▶ Instructions to follow
Turn the records below into a Markdown table with two columns, Row and Text. Number each line in Row, and leave out blank lines.

▶ Data for this task
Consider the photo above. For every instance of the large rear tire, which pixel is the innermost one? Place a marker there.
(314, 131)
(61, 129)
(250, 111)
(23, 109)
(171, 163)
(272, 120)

▶ Response
| Row | Text |
|---|---|
| 1 | Consider the photo above. For every instance of the large rear tire, which pixel is the innermost one? Place a marker there. |
| 2 | (314, 131) |
| 3 | (61, 129) |
| 4 | (250, 111) |
| 5 | (23, 109) |
| 6 | (171, 163) |
| 7 | (272, 120) |